- _Aim_
Can you write out, word for word, every line from the one containing "Guideline: one marker per instance of the red" through the last line of the entries, including both of those lines?

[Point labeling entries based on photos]
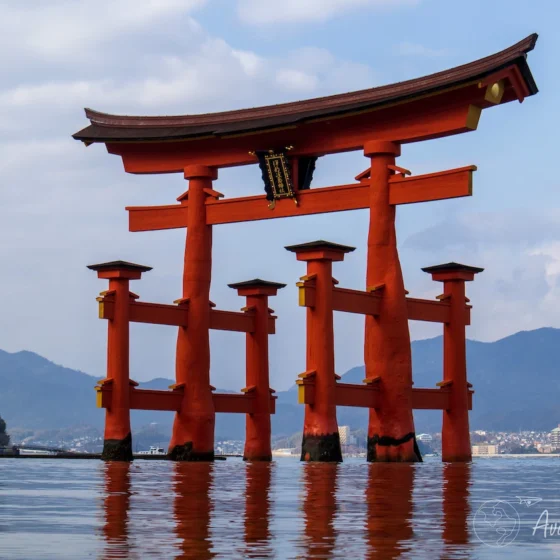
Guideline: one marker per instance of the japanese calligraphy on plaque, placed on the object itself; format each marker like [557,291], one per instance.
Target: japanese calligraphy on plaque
[276,173]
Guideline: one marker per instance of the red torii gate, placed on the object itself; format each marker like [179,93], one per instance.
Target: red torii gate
[378,121]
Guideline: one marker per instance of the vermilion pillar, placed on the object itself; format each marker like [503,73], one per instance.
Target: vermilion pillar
[258,430]
[117,444]
[193,429]
[456,443]
[321,441]
[387,353]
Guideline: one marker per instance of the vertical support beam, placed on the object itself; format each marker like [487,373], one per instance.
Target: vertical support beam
[321,440]
[456,444]
[117,443]
[258,428]
[193,429]
[387,352]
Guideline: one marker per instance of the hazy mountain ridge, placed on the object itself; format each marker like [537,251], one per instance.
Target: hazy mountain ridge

- _Solution for this exercise_
Guideline: one marker per instance of the red torii gate, placed on the object itself; format each marker like [179,93], one per instance.
Target: red torii gate
[378,121]
Guideline: one marker per instance of the vermilion pillar, placed on the object itself; format each marker like [503,73], one per instance.
Target: vermilion pillar
[258,430]
[117,444]
[193,429]
[456,443]
[321,441]
[387,353]
Guideline: one marker per instance of the vertical support beam, placed on the object itself; format each marker like [487,373], one per instance.
Target: vertical support beam
[321,440]
[456,444]
[117,443]
[258,428]
[193,429]
[387,352]
Guideline: one marker per instance of the hazy mountain ridge, placed on the object itself; format each marker like [537,251], one per instance.
Target: hazy mountain ridge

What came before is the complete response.